→ **Directions**
Please write out every entry below exactly, leaving out any pictures.

** Opening Provided data block **

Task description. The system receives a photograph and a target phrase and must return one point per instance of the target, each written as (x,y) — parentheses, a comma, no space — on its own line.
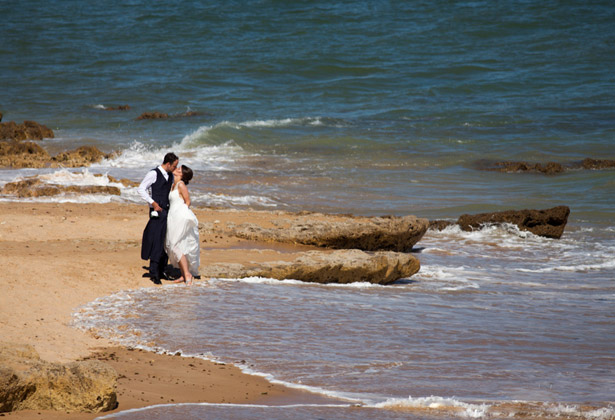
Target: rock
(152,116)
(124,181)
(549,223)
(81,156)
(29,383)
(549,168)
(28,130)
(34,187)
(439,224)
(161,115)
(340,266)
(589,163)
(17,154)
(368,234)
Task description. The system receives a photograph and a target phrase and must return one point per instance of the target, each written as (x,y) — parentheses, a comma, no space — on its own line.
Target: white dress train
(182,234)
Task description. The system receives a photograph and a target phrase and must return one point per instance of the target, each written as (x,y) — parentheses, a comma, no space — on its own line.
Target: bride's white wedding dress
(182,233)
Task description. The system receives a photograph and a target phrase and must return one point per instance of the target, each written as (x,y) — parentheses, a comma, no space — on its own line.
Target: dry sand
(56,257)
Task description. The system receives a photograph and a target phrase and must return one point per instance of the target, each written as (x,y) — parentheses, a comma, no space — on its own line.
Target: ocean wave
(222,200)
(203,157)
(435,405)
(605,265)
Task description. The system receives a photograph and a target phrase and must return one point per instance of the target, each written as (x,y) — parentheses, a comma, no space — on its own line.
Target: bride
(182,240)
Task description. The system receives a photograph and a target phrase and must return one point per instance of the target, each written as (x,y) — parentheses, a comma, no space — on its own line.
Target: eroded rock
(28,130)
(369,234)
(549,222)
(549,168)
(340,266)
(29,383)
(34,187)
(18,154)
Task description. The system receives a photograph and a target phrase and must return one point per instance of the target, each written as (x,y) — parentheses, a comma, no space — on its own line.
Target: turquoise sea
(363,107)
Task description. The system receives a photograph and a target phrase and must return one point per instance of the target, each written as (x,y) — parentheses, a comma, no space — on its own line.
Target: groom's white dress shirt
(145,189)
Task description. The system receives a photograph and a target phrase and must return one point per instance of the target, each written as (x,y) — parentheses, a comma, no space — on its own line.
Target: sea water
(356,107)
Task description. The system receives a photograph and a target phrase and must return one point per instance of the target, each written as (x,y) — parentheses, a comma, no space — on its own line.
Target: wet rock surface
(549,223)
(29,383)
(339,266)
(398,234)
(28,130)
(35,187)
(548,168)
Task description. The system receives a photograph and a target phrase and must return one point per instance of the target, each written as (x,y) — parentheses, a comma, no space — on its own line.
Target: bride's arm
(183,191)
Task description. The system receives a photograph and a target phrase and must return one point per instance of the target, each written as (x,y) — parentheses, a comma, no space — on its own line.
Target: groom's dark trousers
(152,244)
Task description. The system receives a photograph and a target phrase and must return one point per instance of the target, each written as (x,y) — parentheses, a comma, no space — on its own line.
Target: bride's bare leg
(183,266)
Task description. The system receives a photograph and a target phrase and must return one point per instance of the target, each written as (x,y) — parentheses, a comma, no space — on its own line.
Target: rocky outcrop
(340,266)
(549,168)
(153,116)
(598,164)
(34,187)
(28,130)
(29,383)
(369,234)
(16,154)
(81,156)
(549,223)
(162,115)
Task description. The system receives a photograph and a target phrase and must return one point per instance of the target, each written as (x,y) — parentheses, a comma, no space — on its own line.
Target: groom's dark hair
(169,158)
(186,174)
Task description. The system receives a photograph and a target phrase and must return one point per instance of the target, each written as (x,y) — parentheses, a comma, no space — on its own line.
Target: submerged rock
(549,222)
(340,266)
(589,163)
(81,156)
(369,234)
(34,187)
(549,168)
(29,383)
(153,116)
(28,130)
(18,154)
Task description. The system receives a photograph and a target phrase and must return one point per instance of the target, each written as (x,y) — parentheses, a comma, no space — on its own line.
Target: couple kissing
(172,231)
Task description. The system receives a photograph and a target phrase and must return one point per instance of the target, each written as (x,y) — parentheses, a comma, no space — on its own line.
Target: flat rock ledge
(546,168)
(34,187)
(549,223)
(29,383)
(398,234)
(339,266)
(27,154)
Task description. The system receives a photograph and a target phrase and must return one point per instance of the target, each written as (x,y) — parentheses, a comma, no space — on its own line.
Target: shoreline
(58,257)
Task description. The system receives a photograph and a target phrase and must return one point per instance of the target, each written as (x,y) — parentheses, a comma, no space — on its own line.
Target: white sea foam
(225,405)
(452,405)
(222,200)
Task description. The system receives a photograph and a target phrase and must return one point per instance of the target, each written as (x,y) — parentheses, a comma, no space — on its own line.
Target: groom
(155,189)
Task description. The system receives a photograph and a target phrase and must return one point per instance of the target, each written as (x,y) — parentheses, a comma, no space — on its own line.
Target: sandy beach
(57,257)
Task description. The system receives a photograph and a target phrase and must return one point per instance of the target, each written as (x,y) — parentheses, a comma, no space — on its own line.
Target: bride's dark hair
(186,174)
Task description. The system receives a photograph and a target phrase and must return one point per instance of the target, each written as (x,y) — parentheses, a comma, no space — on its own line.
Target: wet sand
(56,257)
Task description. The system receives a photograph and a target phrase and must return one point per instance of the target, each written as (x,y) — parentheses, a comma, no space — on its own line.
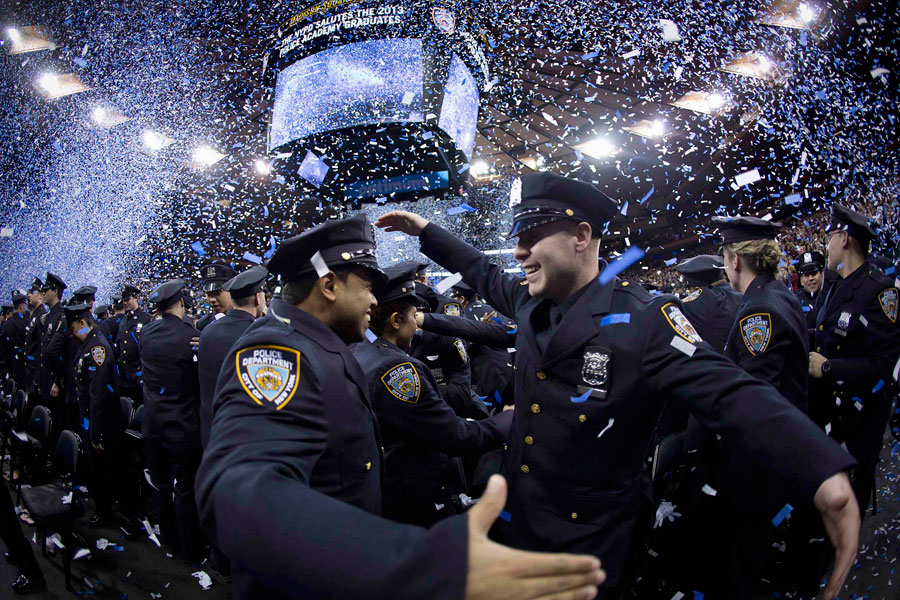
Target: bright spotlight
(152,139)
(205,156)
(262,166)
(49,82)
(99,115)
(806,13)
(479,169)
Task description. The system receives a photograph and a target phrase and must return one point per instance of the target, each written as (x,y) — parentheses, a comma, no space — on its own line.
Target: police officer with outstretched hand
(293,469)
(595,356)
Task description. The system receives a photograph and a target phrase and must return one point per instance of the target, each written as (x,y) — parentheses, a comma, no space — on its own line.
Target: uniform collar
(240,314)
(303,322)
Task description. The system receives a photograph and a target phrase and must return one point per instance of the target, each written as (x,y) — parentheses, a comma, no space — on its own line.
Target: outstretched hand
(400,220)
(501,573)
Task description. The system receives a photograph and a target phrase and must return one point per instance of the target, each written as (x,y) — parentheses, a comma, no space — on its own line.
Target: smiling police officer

** Closing Provided data block **

→ **Solution to this task**
Task description. The system receives a photograph and a target phrase and must return one point per instance of the target, each written as (x,y) — parentheses, a comma, no space — on its own line.
Target: rock
(152,116)
(124,181)
(549,223)
(81,156)
(29,383)
(549,168)
(28,130)
(34,187)
(439,224)
(161,115)
(340,266)
(589,163)
(17,154)
(368,234)
Task description. The system receives a photograph and a target phrase and must return one point per instance of the target, each written as (x,y) — parentheses, a comma, no space — on its own line.
Target: white dress train
(182,234)
Task description. The system receives a photograph and a target phrase and must return one point per instance of the target, each written as (x,y) — parentheses, a comma, no space — on its own line.
Target: bride's white wedding dress
(182,233)
Task description. The system receives a photograph and a target phrase and must return one point per instance of the target, each written as (x,y) — parentheses, a comma, no space — on its own line.
Target: dry sand
(56,257)
Task description. The system receives a photograph and a target phrase and must return one point per instance of the target, each written as (x,y) — parentheses, a comma, no space — on its own line.
Target: ocean wave
(222,200)
(203,157)
(435,405)
(605,265)
Task description. The system receives a photograph and a target phrase and must return one point per instance of the target, each written as (x,y) — parentheses, a comma, no space — on its own line.
Target: bride
(182,240)
Task description. The system receives a photograph and a target phrase and must return one point per instance of the target, each written as (x,y) — parentheses, a comma, no space — on its own line.
Target: eroded rock
(28,130)
(369,234)
(549,222)
(549,168)
(340,266)
(29,383)
(34,187)
(18,154)
Task description. The system receives a photograph and a target phrase and must return one point per instance of the target, each written as (x,y) — parentheses, a comma, no space — on its own line.
Target: turquoise sea
(363,107)
Task description. The system receives a photograph and a target phrase and must return one point per instance of the target, each written as (x,y) — parentheses, a comma, no space — on its own line.
Target: groom's white dress shirt
(145,189)
Task description. The system receives a photograph and a target phrase and must return one point per instance of the target, each written as (x,y) — parentheses, a comma, no space — on its own line.
Target: sea water
(356,107)
Task description. The system receives a photograph and a target phrase and must return one point per instance of the target, each written as (x,y) — parentheses, a comma, no space — on its own line.
Target: wet rock surface
(549,223)
(29,383)
(339,266)
(398,234)
(28,130)
(35,187)
(548,168)
Task description. The system receives a photograph and a target phrase and must return one point per instance of the target, each written as (x,y) — parentheses, a comma, no space — on its own line.
Target: bride's arm
(183,191)
Task description. The system receives a photograph and a target phrase and must return one point per instance of the target, each written as (x,y) — parentheses, a comma, no space — on its own line.
Target: groom's dark trousers
(152,244)
Task description. The system receives a photograph and a target phrase and must return one point per instance of the target, each written as (x,y) — parentheses, a comma, no space — on its own line.
Target: bride's bare leg
(183,266)
Task description. The system receives a photograph and a target phrase and must return one point per instance of the target, each written as (x,y) — parentheses, a comma, no space — on its own line.
Target: rocky outcrop
(340,266)
(549,168)
(153,116)
(598,164)
(34,187)
(28,130)
(29,383)
(369,234)
(16,154)
(81,156)
(549,223)
(162,115)
Task description. The system receives a photograph and a target phrase and must return one point per instance of the target, each written as (x,y) — parentheses, a comma, no space — on its own line.
Target: groom's dark hair
(169,158)
(186,174)
Task description. The system receives a photograph and a target phrase and must return one point per instance of the target, each written as (x,y) — parentheses, a comma, no space — on its own line.
Target: submerged rock
(549,222)
(340,266)
(589,163)
(81,156)
(369,234)
(34,187)
(549,168)
(29,383)
(153,116)
(28,130)
(18,154)
Task description. The system receives a photograph and a target phrase and must return one point per instance of the target, each written as (x,y) — parentheses, a comma, no space — on its own line.
Target: couple kissing
(172,231)
Task description. The system receives a photograph and a target phrase and must return one point per instance of the target, each written as (x,y) — parentheses, a comma, no space — on its own line.
Target: flat rock ledge
(546,168)
(34,187)
(549,223)
(29,383)
(398,234)
(339,266)
(27,154)
Task description. The system receives a photograph and a target phrase and must return one point per instance of the target, each written as (x,y) — parentheses, a comma, no space — on its own line.
Target: shoreline
(58,257)
Task description. The system receives a photograph and a target phrase and must return one point per instance of the target, each written as (x,y) — parentheses, a comma, no space — on its own line.
Target: white sea foam
(225,405)
(452,405)
(222,200)
Task description. The system receives a photograph and a target phrase and must return one point per instance of the target, each written as (x,y) — parentheses, a comma, no space — on its own line.
Target: groom
(155,189)
Task description. The system receives a photograph and a target phrase and must return one point per instance of the target, each written as (x,y) — parentheses, a comma, no space — on its own line.
Target: sandy beach
(57,257)
Task description. The system receives a photograph and a target phrase and must return one point per instance of the target, each written as (x,y) — parentheses, a comma, no space — on its own line.
Target: bride's dark hair
(186,174)
Task description. The system receives a photograph and a target phrase and must return one point per instance of the target, each written as (x,y) — parentheses, a comma, no space — on its own line.
Target: wet sand
(56,257)
Task description. The system receives a photograph and a target phrase and must return one point per instance of the target, each written as (x,y) — parentheses, a comma, no space — on its own line.
Target: bright spotlight
(152,139)
(205,156)
(262,166)
(49,82)
(99,115)
(806,13)
(479,169)
Task description. The system receives a photograph and a target phrase and must return one point per instance of the target, each written as (x,y) — parentheses, a comma, no space — on its own line.
Target: police officer with outstretched hand
(293,469)
(595,356)
Task description. The system receives a photograph and a target phrase and must return one point per instance of the target, each written as (x,y) — parentheses, a comma, no space — on its own line.
Target: uniform collar
(240,314)
(303,322)
Task description. The system receives a photograph and a target phrase and must return one point per instance of the target, each written as (x,y) — parentheses, a comma, no space — on its own line.
Target: outstretched hand
(400,220)
(501,573)
Task description. The system receives a photograph and a target phrase and must return one point per instance of the target, each written as (x,y) — parentheses, a comma, no space — on its own line.
Target: smiling police officer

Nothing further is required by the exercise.